Scan the entries for "below". Every line that holds it is to be copied.

- Collected data entries:
——————————
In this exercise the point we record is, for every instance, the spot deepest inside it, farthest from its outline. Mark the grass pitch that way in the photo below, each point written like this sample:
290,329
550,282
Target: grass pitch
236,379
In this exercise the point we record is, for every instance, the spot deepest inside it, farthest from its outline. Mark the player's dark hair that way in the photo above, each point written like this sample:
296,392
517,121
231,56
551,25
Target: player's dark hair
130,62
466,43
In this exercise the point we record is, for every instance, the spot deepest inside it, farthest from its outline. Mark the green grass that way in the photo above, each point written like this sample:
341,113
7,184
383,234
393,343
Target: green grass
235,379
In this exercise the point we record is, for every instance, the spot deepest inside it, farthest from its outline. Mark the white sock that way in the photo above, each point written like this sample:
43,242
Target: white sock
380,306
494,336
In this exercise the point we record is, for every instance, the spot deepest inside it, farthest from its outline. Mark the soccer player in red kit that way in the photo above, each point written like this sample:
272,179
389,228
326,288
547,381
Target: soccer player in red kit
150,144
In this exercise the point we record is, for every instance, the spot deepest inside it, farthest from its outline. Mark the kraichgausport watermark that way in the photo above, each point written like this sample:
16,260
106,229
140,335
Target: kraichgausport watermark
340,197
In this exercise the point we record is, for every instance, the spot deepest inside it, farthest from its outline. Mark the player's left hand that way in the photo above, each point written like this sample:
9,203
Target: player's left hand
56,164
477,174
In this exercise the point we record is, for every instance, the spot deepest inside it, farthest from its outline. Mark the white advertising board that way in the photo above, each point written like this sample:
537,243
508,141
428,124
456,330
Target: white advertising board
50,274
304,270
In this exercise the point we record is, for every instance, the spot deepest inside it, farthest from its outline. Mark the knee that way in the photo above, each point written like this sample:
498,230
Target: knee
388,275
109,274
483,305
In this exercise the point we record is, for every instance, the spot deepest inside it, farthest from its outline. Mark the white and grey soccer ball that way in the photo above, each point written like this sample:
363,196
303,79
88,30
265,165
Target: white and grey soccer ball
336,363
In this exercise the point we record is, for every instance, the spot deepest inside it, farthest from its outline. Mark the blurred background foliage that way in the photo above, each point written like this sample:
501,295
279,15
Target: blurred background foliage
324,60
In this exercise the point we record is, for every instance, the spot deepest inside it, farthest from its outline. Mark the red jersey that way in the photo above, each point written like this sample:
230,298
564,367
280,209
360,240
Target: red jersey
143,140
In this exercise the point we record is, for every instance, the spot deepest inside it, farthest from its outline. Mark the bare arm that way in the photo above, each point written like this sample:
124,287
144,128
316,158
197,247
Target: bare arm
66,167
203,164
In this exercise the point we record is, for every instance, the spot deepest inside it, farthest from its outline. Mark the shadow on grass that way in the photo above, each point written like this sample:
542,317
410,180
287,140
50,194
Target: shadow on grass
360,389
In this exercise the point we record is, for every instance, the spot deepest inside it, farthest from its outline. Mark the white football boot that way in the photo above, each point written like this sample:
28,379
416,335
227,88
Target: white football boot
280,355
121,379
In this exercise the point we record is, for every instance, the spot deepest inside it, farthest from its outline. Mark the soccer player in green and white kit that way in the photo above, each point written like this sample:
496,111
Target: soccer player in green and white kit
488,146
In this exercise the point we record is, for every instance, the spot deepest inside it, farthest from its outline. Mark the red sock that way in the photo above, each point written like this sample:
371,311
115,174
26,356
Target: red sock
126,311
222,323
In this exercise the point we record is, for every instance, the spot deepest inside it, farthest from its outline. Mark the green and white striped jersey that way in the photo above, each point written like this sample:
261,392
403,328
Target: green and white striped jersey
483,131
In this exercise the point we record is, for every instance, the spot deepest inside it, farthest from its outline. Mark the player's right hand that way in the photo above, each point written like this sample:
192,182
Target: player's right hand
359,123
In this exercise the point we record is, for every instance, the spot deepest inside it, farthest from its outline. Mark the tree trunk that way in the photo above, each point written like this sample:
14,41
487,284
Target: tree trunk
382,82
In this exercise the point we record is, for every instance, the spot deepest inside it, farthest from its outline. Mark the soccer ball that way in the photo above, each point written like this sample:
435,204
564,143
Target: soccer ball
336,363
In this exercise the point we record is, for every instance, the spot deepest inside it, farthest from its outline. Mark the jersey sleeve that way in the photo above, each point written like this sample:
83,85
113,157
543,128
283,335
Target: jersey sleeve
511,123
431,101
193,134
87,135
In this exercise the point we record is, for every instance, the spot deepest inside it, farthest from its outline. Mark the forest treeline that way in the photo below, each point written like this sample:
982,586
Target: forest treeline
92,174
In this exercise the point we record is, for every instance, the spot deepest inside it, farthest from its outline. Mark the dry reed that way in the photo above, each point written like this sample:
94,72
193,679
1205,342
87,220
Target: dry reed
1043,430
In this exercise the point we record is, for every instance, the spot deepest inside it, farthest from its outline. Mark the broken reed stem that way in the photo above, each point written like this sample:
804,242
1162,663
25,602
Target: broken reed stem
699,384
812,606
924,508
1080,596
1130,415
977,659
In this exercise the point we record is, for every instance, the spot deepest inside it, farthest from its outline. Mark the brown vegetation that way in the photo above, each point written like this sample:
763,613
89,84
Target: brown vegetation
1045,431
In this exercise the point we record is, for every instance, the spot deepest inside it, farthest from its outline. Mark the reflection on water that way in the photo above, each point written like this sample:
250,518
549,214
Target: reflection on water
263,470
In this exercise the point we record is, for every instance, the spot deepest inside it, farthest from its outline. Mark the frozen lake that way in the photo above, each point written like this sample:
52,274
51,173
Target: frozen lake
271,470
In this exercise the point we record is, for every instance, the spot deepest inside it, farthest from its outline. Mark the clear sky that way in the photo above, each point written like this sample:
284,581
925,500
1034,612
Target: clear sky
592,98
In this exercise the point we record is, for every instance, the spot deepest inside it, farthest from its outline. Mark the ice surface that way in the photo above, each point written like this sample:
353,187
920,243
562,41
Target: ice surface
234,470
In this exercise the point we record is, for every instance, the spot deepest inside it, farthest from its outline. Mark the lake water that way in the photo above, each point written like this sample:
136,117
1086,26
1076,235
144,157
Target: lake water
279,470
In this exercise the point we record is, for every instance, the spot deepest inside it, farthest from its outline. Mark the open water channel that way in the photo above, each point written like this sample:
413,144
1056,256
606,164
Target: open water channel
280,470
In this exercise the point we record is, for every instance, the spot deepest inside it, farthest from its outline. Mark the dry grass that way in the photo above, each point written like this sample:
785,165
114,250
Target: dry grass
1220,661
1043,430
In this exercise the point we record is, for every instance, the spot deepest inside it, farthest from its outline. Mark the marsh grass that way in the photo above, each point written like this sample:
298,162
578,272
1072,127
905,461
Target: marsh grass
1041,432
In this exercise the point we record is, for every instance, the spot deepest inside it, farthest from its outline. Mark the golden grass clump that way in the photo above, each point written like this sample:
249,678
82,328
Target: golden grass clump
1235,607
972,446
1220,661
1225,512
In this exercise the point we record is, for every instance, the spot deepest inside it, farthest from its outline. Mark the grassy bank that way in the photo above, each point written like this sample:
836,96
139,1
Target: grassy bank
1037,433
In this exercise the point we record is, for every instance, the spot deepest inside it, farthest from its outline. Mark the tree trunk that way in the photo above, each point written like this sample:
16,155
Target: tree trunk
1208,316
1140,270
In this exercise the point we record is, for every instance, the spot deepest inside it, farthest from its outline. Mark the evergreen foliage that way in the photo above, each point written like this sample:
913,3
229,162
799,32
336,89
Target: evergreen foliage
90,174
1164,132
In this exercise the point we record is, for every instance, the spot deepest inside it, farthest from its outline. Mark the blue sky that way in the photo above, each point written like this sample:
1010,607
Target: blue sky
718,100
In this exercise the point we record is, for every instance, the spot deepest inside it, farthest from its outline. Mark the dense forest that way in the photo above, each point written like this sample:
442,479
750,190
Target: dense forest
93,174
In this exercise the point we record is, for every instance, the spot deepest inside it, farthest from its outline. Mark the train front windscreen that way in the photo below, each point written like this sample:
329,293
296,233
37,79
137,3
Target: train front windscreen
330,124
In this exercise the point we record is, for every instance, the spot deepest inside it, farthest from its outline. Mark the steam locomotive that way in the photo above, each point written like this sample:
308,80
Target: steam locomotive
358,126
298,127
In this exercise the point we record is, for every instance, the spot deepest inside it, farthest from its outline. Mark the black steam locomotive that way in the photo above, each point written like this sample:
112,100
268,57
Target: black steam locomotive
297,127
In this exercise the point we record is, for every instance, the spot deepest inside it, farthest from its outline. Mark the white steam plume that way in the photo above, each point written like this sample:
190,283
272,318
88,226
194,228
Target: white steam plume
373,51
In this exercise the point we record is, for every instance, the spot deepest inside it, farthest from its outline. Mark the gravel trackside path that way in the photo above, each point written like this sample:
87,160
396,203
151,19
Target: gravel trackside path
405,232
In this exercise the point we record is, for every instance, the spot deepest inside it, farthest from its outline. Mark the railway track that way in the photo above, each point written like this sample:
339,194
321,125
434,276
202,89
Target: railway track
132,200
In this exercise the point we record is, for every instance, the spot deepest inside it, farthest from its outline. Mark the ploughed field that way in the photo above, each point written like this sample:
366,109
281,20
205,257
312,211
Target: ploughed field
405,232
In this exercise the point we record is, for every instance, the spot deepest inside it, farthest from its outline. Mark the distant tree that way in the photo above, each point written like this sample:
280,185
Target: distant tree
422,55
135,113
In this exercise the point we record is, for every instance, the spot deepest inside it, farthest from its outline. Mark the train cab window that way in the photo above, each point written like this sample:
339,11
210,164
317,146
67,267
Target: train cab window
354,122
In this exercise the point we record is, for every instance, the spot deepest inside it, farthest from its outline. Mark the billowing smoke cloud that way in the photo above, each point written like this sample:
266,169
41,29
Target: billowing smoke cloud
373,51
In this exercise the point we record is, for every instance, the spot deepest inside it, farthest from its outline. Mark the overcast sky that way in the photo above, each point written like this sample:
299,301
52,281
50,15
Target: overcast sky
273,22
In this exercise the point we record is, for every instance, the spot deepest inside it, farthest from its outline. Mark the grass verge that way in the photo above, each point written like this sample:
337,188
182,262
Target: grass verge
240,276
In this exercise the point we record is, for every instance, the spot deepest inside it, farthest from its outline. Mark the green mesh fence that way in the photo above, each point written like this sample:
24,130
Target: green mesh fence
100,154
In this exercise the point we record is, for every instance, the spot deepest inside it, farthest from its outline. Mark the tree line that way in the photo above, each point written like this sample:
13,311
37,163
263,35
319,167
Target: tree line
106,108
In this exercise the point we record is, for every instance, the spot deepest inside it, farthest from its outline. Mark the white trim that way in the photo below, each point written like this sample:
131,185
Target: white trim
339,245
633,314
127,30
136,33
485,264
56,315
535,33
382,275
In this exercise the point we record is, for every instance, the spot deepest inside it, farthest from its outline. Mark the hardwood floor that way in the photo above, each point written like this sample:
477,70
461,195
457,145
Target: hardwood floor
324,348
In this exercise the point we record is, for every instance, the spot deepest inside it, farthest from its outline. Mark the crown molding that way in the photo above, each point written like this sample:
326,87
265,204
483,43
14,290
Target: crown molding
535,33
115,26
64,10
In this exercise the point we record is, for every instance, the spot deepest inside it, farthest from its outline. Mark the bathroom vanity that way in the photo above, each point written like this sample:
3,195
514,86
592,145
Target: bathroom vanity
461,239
——————————
- Your response:
In this exercise the point we record is, for every instance, the spot deepest inside it, farthest from its outline. Mark the grass pitch that way in the photo below, each point written like this sample:
In this exercise the point we record is, for every instance, the spot deepest inside it, farthest from its outline. Mark the forest treeline that way in the photo below, each point written like this sample:
In this exercise the point we record is, for every instance, the spot deepest inside it, farthest from its outline. Mark the train front windscreen that way in the photo below, each point written like this sample:
In this exercise the point we record is, for every instance, the spot deepest inside it, farthest from its outline. Mark the white trim that way in the photo below, each point written like this sample:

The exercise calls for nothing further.